*Aufgabe 1*.
Bitte tippe aus dem Artikel über die Eurokrise den Abschnitt zwischen "Das Ende der" und "durchgesetzt werden können." ab, beide Stellen eingeschlossen.

# # # # #

Das Ende der föderalen Idee

Dem EU-Gipfel zur Eurokrise am 23. Oktober soll auf Antrag Deutschlands und Frankreichs ein weiterer am 26. Oktober folgen. Doch die Vorgehensweise von Berlin und Paris in der Eurokrise zeigt: Trotz aller Meinungsverschiedenheiten hat sich die bilaterale Methode gegenüber der föderalistischen Idee durchgesetzt, meint Le Figaro.

Veröffentlicht am 21 Oktober 2011 um 13:39

Ein Verdienst hat die Eurokrise: Mit ihr kam die europäische Integration wieder auf die Tagesordnung. So wie es vor der Krise völlig außer Frage stand, erneut die Büchse der Pandora neuer Verträge zu öffnen, genauso werden heute institutionelle Reformen verlangt. Die Frage ist, auf welches Europa man sich einigen will und welche Maßnahmen durchgesetzt werden können.

# # # # #

*Aufgabe 2*.
Schreibe die gesamte Liste neu und ersetze dabei "pixel coordinate pair" durch "image coordinate pair", ohne sonst etwas zu ändern. Die Bilder gehören nicht in die Antwort.

*Zeige-Datensätze*.
# # # # #

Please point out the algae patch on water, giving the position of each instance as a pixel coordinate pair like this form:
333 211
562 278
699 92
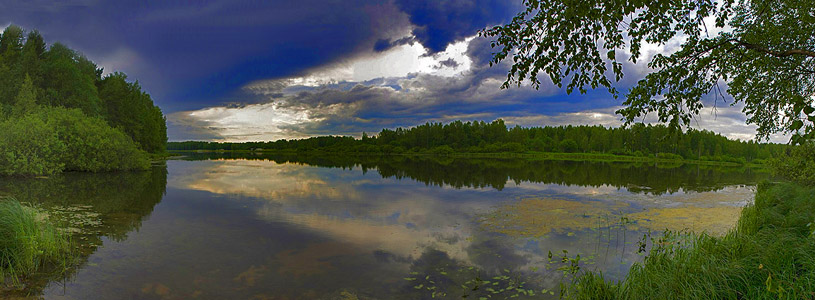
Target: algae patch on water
537 217
712 220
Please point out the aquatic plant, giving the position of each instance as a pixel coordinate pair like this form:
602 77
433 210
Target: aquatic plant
770 254
28 242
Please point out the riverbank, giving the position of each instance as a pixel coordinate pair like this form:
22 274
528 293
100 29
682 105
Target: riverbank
28 243
598 157
769 254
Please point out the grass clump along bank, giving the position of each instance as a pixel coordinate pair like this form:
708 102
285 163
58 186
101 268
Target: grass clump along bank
769 255
28 243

# # # # #

*Lösung 1*.
Das Ende der föderalen Idee

Dem EU-Gipfel zur Eurokrise am 23. Oktober soll auf Antrag Deutschlands und Frankreichs ein weiterer am 26. Oktober folgen. Doch die Vorgehensweise von Berlin und Paris in der Eurokrise zeigt: Trotz aller Meinungsverschiedenheiten hat sich die bilaterale Methode gegenüber der föderalistischen Idee durchgesetzt, meint Le Figaro.

Veröffentlicht am 21 Oktober 2011 um 13:39

Ein Verdienst hat die Eurokrise: Mit ihr kam die europäische Integration wieder auf die Tagesordnung. So wie es vor der Krise völlig außer Frage stand, erneut die Büchse der Pandora neuer Verträge zu öffnen, genauso werden heute institutionelle Reformen verlangt. Die Frage ist, auf welches Europa man sich einigen will und welche Maßnahmen durchgesetzt werden können.

*Lösung 2*.
Please point out the algae patch on water, giving the position of each instance as a image coordinate pair like this form:
333 211
562 278
699 92
Target: algae patch on water
537 217
712 220
Please point out the aquatic plant, giving the position of each instance as a image coordinate pair like this form:
602 77
433 210
Target: aquatic plant
770 254
28 242
Please point out the riverbank, giving the position of each instance as a image coordinate pair like this form:
22 274
528 293
100 29
682 105
Target: riverbank
28 243
598 157
769 254
Please point out the grass clump along bank, giving the position of each instance as a image coordinate pair like this form:
708 102
285 163
58 186
101 268
Target: grass clump along bank
769 255
28 243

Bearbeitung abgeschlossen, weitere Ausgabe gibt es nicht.